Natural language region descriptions
◇ ◇ ◇ ◇ ◇ ◇ ◇
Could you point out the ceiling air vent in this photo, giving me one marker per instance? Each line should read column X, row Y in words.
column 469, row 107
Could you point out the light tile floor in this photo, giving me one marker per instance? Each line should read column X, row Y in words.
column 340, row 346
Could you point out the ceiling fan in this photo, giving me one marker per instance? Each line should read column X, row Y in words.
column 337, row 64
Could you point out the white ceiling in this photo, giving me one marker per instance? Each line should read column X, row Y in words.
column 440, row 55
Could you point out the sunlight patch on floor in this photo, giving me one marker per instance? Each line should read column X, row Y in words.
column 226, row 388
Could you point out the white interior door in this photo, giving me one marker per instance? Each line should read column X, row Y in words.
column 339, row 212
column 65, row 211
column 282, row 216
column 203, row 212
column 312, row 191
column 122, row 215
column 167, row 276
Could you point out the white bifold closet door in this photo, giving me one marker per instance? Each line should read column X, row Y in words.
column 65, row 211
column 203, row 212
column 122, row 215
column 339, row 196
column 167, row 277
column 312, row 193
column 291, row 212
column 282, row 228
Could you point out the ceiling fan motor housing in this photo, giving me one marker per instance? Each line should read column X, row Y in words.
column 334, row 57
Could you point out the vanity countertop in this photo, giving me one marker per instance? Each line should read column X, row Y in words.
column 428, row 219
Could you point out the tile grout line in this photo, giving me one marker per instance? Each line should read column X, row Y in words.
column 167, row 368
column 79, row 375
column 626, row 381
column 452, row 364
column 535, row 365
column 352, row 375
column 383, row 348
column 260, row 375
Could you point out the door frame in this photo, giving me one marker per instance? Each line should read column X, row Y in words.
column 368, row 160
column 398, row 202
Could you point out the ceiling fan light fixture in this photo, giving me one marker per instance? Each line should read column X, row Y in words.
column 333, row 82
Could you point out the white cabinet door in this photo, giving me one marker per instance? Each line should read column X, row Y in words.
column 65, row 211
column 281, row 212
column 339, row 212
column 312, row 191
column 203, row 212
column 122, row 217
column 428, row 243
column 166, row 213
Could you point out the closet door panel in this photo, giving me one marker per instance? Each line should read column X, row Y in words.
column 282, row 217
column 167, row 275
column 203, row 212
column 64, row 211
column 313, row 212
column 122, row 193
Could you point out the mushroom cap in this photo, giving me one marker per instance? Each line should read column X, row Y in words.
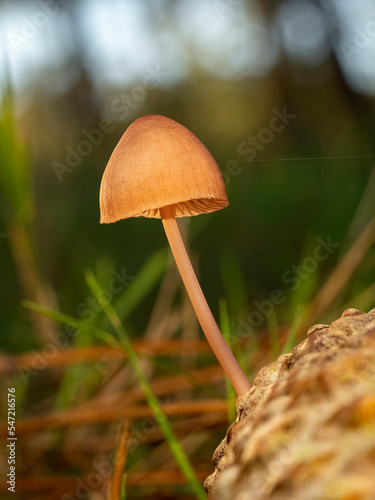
◇ ◇ ◇ ◇ ◇ ◇ ◇
_REQUIRED ACTION_.
Leave the pictures out. Repeat every entry above exactly.

_ANSWER TO THIS TASK_.
Could you point out the ceiling air vent in this photo, giving me one marker per instance? Each line should read column X, row Y in words.
column 469, row 107
Could you point out the light tile floor in this photo, giving me one marker per instance? Each line should read column X, row Y in words.
column 340, row 346
Could you point out the ceiling fan in this photo, giving me one marker per instance? Each line should read column X, row Y in words.
column 337, row 64
Could you point out the white ceiling in this photo, giving me one marker per instance? Each line should read column X, row Y in words.
column 440, row 55
Could you point out the sunlight patch on floor in this photo, giving me one marker per instance? Each line should read column X, row Y in words.
column 226, row 388
Could you point out the white interior door in this photo, giving me one marker per instance? Each line should read column X, row Y in words.
column 339, row 212
column 65, row 211
column 282, row 216
column 203, row 212
column 312, row 191
column 122, row 215
column 167, row 276
Could you point out the white bifold closet door in this photo, giving me one marker per instance? Each line should read column X, row Y in words.
column 65, row 211
column 203, row 212
column 122, row 215
column 339, row 196
column 167, row 277
column 312, row 193
column 291, row 212
column 282, row 228
Could you point out the ceiling fan motor housing in this photo, giving me one marker per instance? Each line should read column X, row Y in words.
column 334, row 57
Could you point out the vanity countertop in this photo, giving me one marker per instance? Each line should read column X, row Y in words.
column 428, row 219
Could you point out the tile grout line in this photo, giving me one marker per instance? Each line should read column X, row Y in words.
column 167, row 368
column 79, row 375
column 626, row 381
column 452, row 364
column 535, row 365
column 352, row 375
column 383, row 348
column 260, row 375
Could you point out the door frame in this photo, giving me one marker per instance? Each line should read column X, row Y in words.
column 368, row 160
column 398, row 202
Could you point out the ceiling fan light fixture in this photo, giving me one marker per instance? Each line should read column X, row Y in words.
column 333, row 82
Could you point out the white cabinet door in this photo, giving me one marker per instance? Each line should read column X, row Y in words.
column 65, row 211
column 281, row 212
column 339, row 212
column 312, row 191
column 203, row 212
column 122, row 217
column 428, row 243
column 166, row 213
Could you point out the closet door panel in this photo, giving me one marker per instance? Each line should read column X, row Y in words.
column 282, row 217
column 167, row 275
column 203, row 212
column 64, row 211
column 313, row 212
column 122, row 193
Could you point out the mushroom cap in this photo, giving me one marker per instance? Each line should read column X, row Y in words.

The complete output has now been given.